# MATERIAL FOR THIS TASK start

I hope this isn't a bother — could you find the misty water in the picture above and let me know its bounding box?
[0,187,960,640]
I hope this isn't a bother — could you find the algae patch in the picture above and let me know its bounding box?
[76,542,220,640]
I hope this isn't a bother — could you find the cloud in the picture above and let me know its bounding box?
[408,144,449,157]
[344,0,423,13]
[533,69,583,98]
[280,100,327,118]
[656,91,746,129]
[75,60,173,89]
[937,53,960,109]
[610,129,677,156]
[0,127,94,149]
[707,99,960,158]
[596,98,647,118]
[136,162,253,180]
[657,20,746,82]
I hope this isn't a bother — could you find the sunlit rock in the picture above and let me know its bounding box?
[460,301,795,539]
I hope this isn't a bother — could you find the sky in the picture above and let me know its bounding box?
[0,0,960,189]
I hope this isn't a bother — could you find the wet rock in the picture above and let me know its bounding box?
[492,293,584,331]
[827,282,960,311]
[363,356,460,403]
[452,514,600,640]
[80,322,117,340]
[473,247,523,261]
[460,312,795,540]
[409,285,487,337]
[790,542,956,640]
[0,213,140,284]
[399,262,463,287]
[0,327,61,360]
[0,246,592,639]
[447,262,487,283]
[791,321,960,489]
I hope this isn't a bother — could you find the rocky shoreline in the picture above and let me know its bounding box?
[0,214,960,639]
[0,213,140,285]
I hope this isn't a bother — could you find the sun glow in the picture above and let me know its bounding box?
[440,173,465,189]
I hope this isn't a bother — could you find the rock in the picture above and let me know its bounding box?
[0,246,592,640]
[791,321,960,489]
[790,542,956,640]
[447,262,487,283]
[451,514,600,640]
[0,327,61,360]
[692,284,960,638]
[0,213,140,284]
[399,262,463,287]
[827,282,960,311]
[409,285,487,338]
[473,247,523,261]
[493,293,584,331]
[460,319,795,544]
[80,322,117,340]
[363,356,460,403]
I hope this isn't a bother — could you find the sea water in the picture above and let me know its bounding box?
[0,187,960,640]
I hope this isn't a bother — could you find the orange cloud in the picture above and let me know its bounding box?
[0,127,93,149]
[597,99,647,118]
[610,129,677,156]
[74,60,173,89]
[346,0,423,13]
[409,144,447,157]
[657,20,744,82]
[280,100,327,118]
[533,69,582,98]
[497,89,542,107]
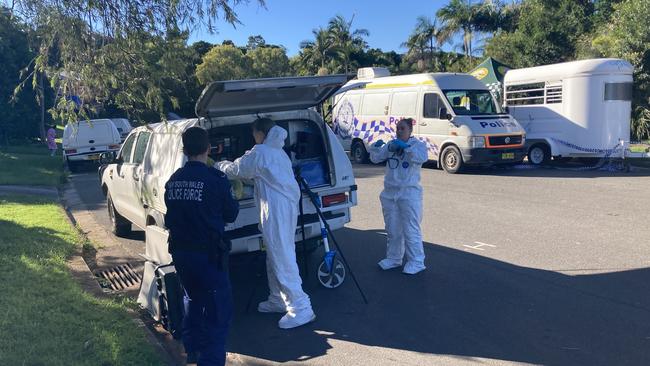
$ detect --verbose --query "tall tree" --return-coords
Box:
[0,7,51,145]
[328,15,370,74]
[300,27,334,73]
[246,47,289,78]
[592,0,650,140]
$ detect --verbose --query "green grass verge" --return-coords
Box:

# MATERIAL FOR THIS TASK end

• _WHAT IS NEEDED_:
Switch every "bounding box" in the listing above to "coordinates" and reproduce it with nothing else altered, omitting the pictures.

• _EXERCISE OUTPUT_:
I hope this isn't a bother — could you find the misty water in the picture above and let me know its coordinates?
[0,187,960,640]
I hope this isn't a bother — could you find the algae patch in the picture above and let me know its coordinates?
[76,542,220,640]
I hope this isn't a bother — could you find the cloud in the picture above and let me know its coordinates?
[408,144,449,157]
[344,0,423,13]
[533,69,583,98]
[280,100,327,118]
[656,91,746,129]
[75,60,173,89]
[937,53,960,109]
[610,129,677,156]
[0,127,94,149]
[707,99,960,158]
[596,98,647,118]
[136,162,253,180]
[657,20,746,82]
I hope this isn't a bother — could you find the sunlit rock in the picture above and let me know its coordinates?
[460,301,795,539]
I hope this isn't a bother — could you find the sky in the picture above and let me know its coordinates?
[0,0,960,189]
I hope this isn't a bother — could you find the wet rock in the picture above and let me know its coordinates?
[492,293,584,331]
[827,282,960,311]
[363,356,460,403]
[452,514,600,640]
[80,322,117,340]
[473,247,523,261]
[460,312,795,540]
[409,285,487,337]
[790,542,956,640]
[0,213,140,284]
[399,262,463,287]
[0,327,61,360]
[0,246,592,639]
[447,262,487,283]
[791,321,960,489]
I hope this isn't a bother — could you find the rocky shoreline in the picture above and let me know its coordinates?
[0,214,960,639]
[0,213,140,285]
I hope this isn't a bother — could you find the sun glow in the picture above and let me know its coordinates?
[440,173,465,189]
I hope this isn't a bother — could you find the rock in the picture above and let me know its coordinates?
[0,246,592,640]
[791,321,960,489]
[790,542,956,640]
[447,262,487,283]
[451,514,600,640]
[0,327,61,360]
[692,284,960,638]
[0,213,140,284]
[399,262,463,287]
[827,282,960,311]
[409,285,487,338]
[473,247,523,261]
[493,293,584,331]
[460,319,795,544]
[80,322,117,340]
[363,356,460,403]
I hope this isn't a bother — could you find the sea water in the picture above and let me know its coordinates?
[0,187,960,640]
I hope this isn't a bother — could you find the orange cloud in the picture above and let me know its coordinates?
[0,127,93,149]
[597,99,647,118]
[610,129,677,156]
[74,60,173,89]
[346,0,423,13]
[409,144,447,157]
[657,20,744,82]
[280,100,327,118]
[533,69,582,98]
[497,89,542,107]
$ detect --verbose --query "tall tree" --return-coords
Box:
[0,7,51,145]
[328,15,370,74]
[300,27,334,73]
[246,47,289,78]
[592,0,650,140]
$ detect --verbose --query "green grass verge" --return-coords
Box:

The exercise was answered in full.